(WORK REQUIRED) List every line in the rows below that contains the string "poppy", copying each matching line in full.

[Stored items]
☆ ☆ ☆ ☆ ☆

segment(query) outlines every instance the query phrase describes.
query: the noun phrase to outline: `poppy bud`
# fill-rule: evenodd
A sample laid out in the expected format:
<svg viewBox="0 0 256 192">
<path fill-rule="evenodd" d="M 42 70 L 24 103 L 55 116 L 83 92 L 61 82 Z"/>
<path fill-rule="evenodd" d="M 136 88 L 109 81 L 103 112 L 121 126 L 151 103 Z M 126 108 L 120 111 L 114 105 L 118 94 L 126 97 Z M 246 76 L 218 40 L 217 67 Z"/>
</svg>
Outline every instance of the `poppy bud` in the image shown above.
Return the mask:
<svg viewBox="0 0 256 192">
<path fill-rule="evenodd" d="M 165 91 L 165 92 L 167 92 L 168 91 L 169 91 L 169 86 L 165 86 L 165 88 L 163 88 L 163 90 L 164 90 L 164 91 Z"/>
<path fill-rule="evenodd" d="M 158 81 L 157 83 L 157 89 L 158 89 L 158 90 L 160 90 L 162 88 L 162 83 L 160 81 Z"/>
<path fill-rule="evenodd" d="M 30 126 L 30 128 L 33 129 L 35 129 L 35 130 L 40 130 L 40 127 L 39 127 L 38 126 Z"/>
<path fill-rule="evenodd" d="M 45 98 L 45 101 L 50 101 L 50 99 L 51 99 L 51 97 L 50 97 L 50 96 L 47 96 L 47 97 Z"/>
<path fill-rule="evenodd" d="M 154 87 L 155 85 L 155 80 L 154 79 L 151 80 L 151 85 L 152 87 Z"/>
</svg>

☆ ☆ ☆ ☆ ☆

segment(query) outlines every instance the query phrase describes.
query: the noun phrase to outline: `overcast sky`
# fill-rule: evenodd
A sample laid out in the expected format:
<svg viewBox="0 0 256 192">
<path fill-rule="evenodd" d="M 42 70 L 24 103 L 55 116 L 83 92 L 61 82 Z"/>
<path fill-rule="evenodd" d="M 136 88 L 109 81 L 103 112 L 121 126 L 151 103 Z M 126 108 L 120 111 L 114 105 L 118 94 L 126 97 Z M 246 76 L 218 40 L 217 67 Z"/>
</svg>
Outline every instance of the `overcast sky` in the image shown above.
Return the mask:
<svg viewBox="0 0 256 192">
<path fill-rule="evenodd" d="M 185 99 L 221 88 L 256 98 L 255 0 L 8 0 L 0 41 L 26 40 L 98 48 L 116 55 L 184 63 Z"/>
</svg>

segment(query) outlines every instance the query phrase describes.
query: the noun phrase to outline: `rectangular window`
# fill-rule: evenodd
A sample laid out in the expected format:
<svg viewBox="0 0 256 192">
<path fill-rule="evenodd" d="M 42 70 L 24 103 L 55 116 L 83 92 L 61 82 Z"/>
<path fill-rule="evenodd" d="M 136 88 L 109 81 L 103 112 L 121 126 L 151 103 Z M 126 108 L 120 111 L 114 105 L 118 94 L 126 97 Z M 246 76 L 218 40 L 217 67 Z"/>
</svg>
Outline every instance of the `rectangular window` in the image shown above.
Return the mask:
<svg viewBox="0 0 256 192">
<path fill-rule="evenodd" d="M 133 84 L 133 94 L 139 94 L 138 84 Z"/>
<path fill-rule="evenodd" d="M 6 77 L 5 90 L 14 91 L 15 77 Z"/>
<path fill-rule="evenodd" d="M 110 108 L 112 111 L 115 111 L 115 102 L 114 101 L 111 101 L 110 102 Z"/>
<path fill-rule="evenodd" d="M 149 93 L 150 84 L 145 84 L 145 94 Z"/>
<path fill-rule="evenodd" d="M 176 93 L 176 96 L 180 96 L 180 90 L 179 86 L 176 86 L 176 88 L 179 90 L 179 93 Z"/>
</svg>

☆ ☆ ☆ ☆ ☆

(EXERCISE ANSWER)
query: the noun phrase to outline: `poppy bud`
Outline every instance of the `poppy bud` in the image shown above.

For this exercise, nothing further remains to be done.